The exercise: Report how many lines in the material below contain the word "carpet", with matching case. Give only the number.

Data provided:
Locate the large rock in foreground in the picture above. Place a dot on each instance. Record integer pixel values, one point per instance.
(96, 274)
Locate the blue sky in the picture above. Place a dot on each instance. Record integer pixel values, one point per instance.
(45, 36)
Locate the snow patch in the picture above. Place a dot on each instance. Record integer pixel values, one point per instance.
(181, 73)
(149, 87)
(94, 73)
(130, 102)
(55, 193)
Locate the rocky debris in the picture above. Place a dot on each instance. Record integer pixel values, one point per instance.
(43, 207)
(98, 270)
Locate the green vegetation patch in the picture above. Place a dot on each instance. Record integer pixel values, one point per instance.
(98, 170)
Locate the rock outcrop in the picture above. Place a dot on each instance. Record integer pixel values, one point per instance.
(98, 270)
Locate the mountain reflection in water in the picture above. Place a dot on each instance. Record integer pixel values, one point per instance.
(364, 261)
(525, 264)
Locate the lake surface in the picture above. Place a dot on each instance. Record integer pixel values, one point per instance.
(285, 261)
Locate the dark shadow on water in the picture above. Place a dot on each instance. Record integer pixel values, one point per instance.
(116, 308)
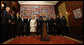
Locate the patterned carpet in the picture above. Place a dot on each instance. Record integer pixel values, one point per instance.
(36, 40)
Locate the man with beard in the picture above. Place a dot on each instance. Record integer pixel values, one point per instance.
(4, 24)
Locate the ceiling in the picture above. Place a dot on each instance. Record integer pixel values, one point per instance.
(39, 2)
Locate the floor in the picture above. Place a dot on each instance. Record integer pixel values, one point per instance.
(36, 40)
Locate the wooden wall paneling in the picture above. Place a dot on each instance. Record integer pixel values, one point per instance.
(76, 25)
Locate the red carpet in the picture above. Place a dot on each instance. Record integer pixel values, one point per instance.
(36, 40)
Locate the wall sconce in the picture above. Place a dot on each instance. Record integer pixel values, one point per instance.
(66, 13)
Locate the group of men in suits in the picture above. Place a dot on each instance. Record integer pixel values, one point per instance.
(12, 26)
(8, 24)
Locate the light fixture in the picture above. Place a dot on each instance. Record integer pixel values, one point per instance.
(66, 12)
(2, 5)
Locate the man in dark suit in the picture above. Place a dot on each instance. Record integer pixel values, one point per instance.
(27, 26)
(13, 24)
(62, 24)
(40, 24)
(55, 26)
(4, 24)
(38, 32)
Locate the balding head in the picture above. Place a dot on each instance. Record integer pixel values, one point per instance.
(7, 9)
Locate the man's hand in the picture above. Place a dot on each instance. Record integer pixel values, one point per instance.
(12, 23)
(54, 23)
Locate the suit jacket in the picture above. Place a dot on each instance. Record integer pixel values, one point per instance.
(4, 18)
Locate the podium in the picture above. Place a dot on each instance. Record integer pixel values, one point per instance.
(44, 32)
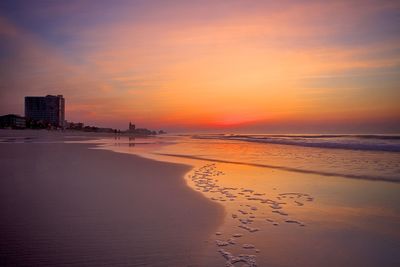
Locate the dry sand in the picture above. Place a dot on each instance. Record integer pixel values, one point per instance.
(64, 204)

---

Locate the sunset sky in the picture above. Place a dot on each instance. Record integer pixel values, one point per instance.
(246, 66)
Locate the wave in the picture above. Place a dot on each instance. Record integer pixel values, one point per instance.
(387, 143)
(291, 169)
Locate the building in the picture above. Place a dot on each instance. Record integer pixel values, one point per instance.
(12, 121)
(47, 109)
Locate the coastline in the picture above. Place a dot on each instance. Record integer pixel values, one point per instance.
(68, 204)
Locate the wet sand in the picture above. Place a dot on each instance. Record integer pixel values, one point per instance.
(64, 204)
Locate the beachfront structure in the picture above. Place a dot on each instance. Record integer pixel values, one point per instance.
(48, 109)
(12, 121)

* * *

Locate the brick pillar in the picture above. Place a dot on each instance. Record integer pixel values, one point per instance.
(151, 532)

Output of the task: 2